▶ _The problem_: Could you output only the lines from the one containing "Target: wrist" through the last line of the data, both included?
### Data to examine
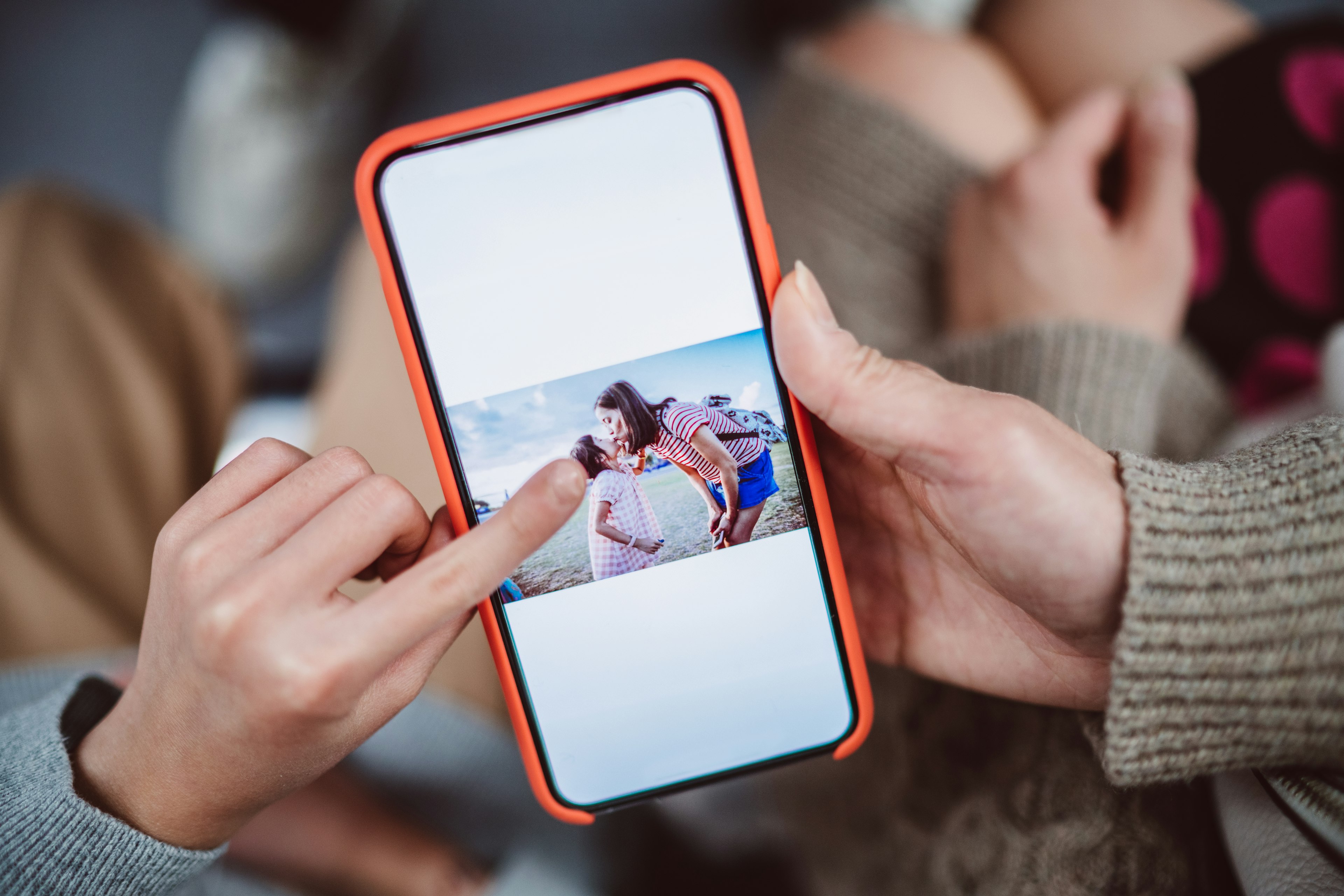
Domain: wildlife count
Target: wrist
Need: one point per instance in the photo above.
(116, 773)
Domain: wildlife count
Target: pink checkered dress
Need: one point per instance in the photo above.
(631, 514)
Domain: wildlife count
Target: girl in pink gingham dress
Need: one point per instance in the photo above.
(624, 534)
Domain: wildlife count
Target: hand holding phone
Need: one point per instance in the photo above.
######
▶ _Result of this exercise_:
Target: wrist
Need: one point per instance in the photo above.
(116, 773)
Domain: wildlife count
Target: pink checkered dress
Need: one point per instance in the photo above.
(631, 514)
Domain: wildlife count
Target: girl in pink gingham dress
Need: one point per instance in the photo above.
(624, 534)
Domain: wildlife count
Target: hand holding phone
Need: one point per instance in the photo above.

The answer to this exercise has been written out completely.